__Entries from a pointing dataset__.
----

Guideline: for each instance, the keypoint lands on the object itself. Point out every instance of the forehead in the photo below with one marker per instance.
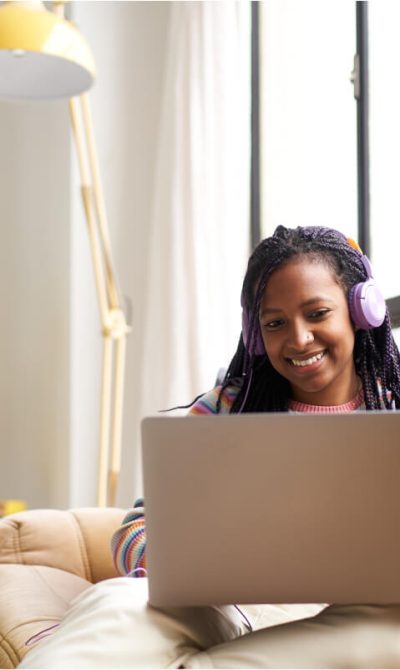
(302, 278)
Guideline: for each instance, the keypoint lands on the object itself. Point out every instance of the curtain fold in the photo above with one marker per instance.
(199, 238)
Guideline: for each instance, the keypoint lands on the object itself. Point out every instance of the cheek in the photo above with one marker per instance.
(272, 349)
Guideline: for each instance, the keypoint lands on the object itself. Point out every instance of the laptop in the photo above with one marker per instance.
(272, 508)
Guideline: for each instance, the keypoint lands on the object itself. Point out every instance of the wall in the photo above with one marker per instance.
(50, 340)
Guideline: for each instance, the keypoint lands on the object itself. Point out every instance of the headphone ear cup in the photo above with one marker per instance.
(259, 349)
(367, 305)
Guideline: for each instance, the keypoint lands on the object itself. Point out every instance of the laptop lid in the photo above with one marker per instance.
(273, 508)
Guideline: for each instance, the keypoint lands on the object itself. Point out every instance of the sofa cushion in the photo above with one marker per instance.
(32, 599)
(74, 540)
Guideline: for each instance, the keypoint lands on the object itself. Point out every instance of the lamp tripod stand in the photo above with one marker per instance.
(114, 326)
(43, 56)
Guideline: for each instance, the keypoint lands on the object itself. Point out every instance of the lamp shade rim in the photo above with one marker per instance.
(43, 45)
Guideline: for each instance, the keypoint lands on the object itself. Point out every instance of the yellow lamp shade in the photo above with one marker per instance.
(42, 55)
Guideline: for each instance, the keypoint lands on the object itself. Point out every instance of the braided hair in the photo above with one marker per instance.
(376, 356)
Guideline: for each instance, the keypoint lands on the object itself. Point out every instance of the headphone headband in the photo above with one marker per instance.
(366, 304)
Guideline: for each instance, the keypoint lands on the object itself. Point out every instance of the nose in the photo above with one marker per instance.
(300, 335)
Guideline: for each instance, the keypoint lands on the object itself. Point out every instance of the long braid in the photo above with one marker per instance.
(376, 356)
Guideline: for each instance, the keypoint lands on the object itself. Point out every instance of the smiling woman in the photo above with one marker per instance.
(315, 331)
(309, 337)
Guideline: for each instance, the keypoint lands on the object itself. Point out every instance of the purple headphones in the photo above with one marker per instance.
(366, 303)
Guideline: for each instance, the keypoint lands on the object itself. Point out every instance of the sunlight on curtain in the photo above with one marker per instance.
(308, 115)
(199, 240)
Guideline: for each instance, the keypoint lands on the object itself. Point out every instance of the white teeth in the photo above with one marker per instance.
(309, 361)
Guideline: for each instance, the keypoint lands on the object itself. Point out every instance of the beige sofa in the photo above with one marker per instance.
(47, 557)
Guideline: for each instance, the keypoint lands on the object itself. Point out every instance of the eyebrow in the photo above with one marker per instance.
(306, 303)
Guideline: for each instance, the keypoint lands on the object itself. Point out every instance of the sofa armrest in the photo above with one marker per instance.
(77, 541)
(32, 599)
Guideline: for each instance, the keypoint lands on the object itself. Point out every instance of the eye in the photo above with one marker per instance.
(319, 313)
(273, 325)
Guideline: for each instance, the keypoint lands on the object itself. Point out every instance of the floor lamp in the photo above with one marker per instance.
(42, 57)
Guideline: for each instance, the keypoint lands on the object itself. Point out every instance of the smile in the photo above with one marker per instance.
(309, 361)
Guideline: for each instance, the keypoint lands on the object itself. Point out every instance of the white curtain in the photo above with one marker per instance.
(199, 241)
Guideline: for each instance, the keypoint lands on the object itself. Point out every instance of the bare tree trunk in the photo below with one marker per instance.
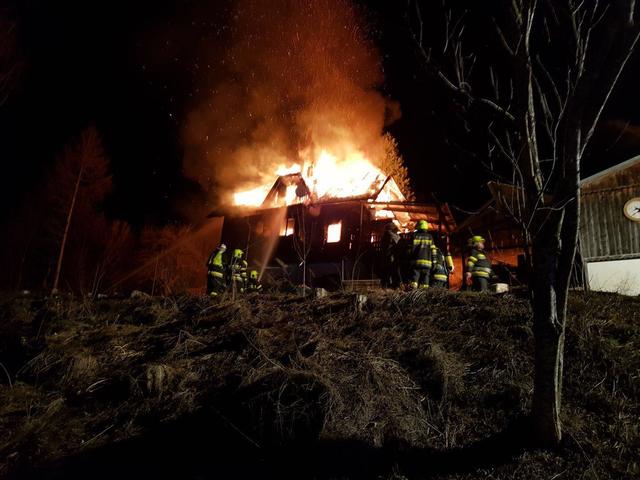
(553, 254)
(63, 244)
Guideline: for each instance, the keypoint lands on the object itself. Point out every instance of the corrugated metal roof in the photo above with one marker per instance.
(610, 171)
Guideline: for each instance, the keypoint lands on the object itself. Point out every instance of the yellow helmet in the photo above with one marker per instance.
(476, 239)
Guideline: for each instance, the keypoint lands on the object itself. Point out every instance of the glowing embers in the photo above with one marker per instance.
(334, 232)
(288, 227)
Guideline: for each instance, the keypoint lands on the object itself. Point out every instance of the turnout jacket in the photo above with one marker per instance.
(421, 254)
(215, 265)
(440, 269)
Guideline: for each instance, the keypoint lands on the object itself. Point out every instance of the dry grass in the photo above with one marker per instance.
(434, 370)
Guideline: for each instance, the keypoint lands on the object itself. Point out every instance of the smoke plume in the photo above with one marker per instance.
(298, 74)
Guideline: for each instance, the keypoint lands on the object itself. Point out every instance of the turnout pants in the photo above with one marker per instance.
(420, 276)
(480, 284)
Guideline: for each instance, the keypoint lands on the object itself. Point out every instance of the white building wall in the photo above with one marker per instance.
(620, 276)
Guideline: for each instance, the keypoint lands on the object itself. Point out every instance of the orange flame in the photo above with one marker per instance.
(327, 175)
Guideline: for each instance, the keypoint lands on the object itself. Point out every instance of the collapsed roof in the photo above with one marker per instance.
(384, 197)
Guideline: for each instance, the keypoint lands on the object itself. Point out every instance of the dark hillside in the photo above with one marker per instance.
(400, 386)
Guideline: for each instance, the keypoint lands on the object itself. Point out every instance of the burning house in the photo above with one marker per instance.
(322, 225)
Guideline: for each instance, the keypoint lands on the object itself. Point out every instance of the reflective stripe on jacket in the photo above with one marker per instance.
(439, 271)
(421, 249)
(215, 264)
(478, 264)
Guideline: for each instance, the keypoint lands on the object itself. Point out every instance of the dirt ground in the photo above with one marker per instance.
(400, 385)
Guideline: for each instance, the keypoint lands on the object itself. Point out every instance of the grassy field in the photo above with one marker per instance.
(404, 385)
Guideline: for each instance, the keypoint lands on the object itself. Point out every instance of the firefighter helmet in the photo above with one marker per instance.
(476, 239)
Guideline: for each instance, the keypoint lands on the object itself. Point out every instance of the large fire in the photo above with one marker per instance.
(326, 174)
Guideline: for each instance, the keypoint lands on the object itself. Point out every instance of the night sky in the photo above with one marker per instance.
(129, 69)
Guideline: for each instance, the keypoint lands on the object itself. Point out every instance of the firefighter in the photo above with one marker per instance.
(442, 266)
(254, 285)
(478, 265)
(421, 262)
(238, 271)
(390, 256)
(216, 283)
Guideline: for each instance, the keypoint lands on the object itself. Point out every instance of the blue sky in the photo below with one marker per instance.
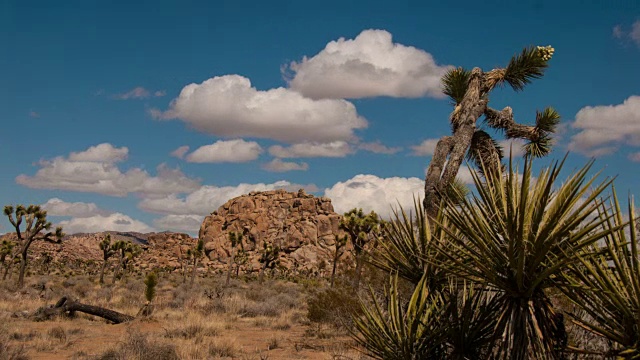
(148, 115)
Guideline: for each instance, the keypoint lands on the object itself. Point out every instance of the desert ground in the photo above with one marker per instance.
(245, 320)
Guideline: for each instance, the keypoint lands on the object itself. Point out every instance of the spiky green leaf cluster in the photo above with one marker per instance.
(609, 293)
(455, 83)
(407, 247)
(546, 123)
(530, 64)
(403, 332)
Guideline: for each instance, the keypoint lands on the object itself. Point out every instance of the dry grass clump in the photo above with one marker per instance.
(137, 346)
(222, 349)
(10, 351)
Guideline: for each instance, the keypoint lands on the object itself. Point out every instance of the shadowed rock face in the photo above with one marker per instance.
(302, 225)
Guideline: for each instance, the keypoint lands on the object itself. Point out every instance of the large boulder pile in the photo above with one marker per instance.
(303, 226)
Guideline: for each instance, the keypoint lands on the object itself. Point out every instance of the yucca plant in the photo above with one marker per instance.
(406, 247)
(403, 332)
(455, 323)
(609, 294)
(470, 322)
(515, 237)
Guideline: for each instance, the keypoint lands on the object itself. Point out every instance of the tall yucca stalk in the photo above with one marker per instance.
(610, 291)
(514, 238)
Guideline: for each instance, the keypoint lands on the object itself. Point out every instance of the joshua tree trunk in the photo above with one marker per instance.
(23, 267)
(116, 271)
(261, 274)
(469, 91)
(441, 172)
(358, 269)
(65, 305)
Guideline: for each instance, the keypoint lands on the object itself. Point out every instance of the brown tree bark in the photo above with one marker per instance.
(67, 306)
(451, 150)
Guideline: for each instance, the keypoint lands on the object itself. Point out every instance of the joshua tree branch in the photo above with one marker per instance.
(504, 120)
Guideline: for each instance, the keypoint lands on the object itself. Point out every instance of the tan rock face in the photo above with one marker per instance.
(302, 225)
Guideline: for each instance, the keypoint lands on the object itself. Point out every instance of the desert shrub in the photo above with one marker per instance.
(57, 333)
(191, 331)
(335, 306)
(213, 306)
(222, 349)
(179, 296)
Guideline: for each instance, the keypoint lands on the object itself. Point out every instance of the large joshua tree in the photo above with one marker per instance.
(37, 228)
(469, 92)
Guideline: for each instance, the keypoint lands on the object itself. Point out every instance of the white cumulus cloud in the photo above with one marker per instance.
(180, 152)
(229, 106)
(187, 223)
(93, 171)
(369, 65)
(97, 223)
(139, 92)
(236, 150)
(603, 129)
(371, 192)
(426, 147)
(278, 165)
(105, 153)
(209, 198)
(378, 148)
(513, 146)
(58, 207)
(332, 149)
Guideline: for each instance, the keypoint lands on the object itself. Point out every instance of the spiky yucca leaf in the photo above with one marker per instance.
(515, 237)
(455, 83)
(610, 284)
(525, 67)
(400, 332)
(471, 322)
(406, 247)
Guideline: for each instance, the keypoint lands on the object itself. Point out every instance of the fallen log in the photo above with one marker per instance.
(66, 306)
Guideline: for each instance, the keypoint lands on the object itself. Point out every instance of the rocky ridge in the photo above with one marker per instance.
(303, 226)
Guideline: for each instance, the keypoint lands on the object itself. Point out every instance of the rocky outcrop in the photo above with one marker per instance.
(303, 226)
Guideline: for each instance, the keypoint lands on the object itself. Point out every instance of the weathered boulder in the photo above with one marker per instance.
(303, 226)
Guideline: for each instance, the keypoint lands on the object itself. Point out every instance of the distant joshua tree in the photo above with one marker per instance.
(6, 249)
(268, 259)
(341, 243)
(469, 92)
(127, 251)
(234, 241)
(196, 253)
(108, 250)
(36, 229)
(360, 227)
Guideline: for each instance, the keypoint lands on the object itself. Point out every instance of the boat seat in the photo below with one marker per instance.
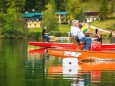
(80, 45)
(52, 38)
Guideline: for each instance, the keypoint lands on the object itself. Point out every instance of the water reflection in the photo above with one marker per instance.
(23, 66)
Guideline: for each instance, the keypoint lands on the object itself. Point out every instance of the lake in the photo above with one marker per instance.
(24, 65)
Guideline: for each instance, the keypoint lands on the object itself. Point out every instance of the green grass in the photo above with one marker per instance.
(64, 28)
(35, 29)
(106, 24)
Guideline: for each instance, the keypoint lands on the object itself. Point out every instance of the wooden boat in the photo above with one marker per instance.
(81, 54)
(84, 67)
(95, 46)
(42, 51)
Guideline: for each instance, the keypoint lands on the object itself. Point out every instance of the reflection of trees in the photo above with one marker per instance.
(12, 62)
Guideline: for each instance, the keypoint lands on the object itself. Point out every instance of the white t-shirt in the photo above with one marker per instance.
(76, 32)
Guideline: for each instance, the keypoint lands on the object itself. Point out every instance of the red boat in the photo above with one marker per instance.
(95, 46)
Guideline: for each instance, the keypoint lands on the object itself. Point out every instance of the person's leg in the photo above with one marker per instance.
(88, 41)
(46, 37)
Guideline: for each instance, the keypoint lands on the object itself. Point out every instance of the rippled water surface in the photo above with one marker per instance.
(23, 65)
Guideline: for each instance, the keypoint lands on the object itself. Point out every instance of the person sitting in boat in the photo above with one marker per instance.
(45, 35)
(99, 38)
(79, 35)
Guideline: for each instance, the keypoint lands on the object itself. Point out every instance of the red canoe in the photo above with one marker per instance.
(94, 47)
(44, 44)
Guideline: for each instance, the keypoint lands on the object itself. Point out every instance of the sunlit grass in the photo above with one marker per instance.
(106, 24)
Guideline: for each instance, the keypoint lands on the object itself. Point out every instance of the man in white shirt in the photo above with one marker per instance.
(79, 35)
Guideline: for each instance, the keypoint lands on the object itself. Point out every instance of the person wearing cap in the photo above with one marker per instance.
(79, 35)
(45, 35)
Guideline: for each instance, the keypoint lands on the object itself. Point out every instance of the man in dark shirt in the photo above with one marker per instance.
(44, 34)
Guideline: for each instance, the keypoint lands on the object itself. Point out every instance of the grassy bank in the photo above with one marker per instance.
(106, 24)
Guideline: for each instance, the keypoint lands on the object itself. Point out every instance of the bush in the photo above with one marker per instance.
(34, 35)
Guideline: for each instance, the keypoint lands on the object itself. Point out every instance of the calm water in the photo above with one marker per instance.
(23, 65)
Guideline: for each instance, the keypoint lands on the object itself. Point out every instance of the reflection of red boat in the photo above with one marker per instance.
(42, 51)
(94, 47)
(44, 44)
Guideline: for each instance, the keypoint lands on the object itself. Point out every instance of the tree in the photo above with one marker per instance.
(49, 18)
(80, 16)
(103, 9)
(75, 11)
(2, 6)
(12, 21)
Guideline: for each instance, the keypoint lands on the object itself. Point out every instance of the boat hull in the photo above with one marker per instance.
(54, 45)
(81, 54)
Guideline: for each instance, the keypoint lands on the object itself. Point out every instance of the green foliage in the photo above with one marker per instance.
(49, 19)
(34, 35)
(14, 24)
(73, 8)
(58, 34)
(106, 24)
(103, 9)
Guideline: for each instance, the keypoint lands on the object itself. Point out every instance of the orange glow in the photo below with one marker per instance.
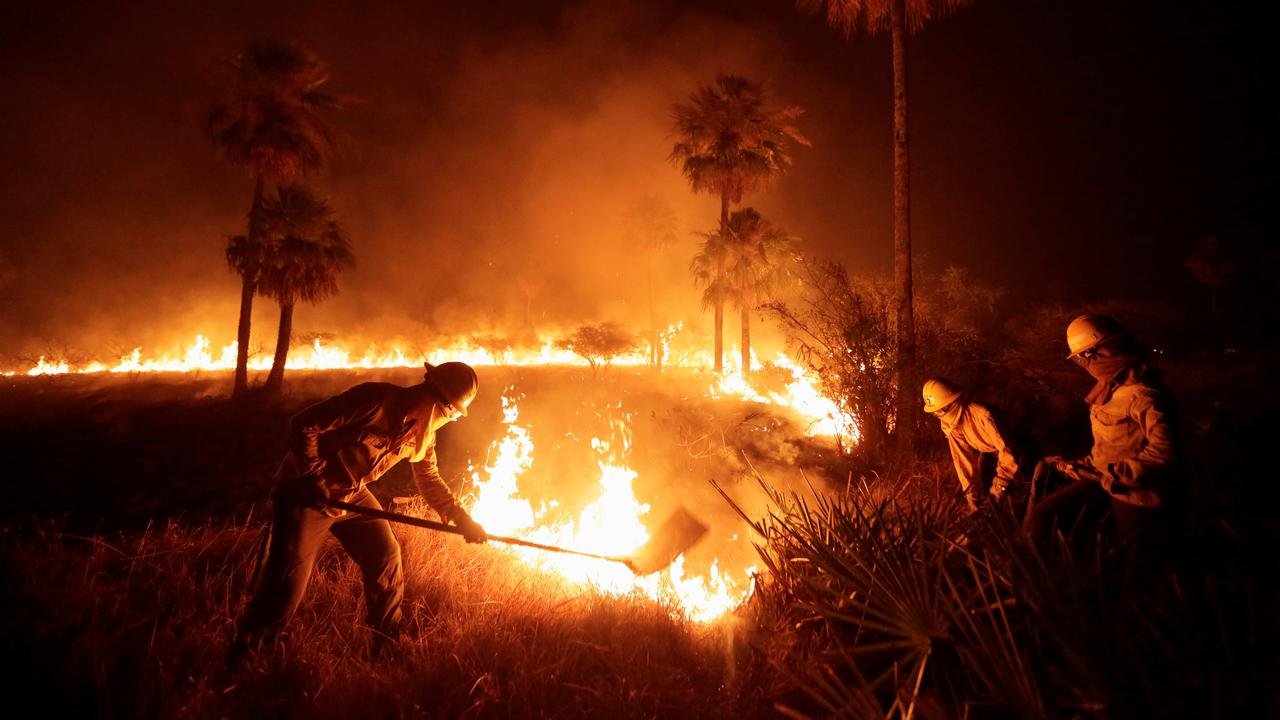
(611, 524)
(801, 396)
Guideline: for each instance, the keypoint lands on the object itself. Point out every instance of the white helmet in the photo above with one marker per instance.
(457, 383)
(938, 393)
(1087, 332)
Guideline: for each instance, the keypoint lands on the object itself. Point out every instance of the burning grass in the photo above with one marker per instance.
(887, 601)
(137, 625)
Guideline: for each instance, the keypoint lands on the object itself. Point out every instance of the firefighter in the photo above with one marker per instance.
(1134, 465)
(337, 447)
(972, 431)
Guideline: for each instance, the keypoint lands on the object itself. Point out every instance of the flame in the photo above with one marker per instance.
(801, 395)
(611, 524)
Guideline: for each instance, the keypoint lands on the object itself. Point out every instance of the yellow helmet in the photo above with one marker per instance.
(938, 393)
(457, 383)
(1087, 332)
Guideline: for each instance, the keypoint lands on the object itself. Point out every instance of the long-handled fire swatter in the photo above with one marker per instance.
(677, 534)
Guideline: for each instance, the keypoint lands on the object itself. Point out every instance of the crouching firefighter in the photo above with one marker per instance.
(972, 432)
(337, 447)
(1134, 468)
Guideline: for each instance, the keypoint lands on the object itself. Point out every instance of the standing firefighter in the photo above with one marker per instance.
(972, 432)
(337, 447)
(1134, 465)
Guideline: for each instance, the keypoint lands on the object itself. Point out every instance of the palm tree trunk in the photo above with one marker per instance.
(247, 290)
(275, 381)
(905, 420)
(720, 278)
(653, 322)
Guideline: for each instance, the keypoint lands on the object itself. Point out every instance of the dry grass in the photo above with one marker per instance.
(138, 627)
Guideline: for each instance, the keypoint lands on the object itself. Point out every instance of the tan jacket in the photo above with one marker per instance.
(972, 433)
(1134, 442)
(353, 438)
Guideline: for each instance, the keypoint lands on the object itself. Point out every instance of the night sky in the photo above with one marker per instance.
(1068, 151)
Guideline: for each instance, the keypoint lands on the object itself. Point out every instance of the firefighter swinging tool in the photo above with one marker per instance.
(677, 534)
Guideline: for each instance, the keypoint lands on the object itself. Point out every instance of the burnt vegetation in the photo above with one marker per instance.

----

__WRITTEN PROBLEM__. With both ends included, please retype exactly the lines from the line containing "the tan jacket" to the final line of the data.

__CORRECT ANSWER__.
Guideline: for each instance, the keypoint lands on the object itself. Point out every instance of the tan jacket in the photo above with one marker per instance.
(972, 433)
(1134, 442)
(353, 438)
Guideline: for each instance, the keypoint lands on the object itself. Point out every instance of the night sky in the photo above with one marker per instance.
(1068, 151)
Guideline: for each instance, the keypoint lands on the object itself. Point out every instance of the firefighter swinging tool in the photo above with one marker per instance.
(677, 534)
Guideline: for each instance, the keypoint lands on the object itself. Point out every instance of the burnt vegetation in the photo above with one marker per instance.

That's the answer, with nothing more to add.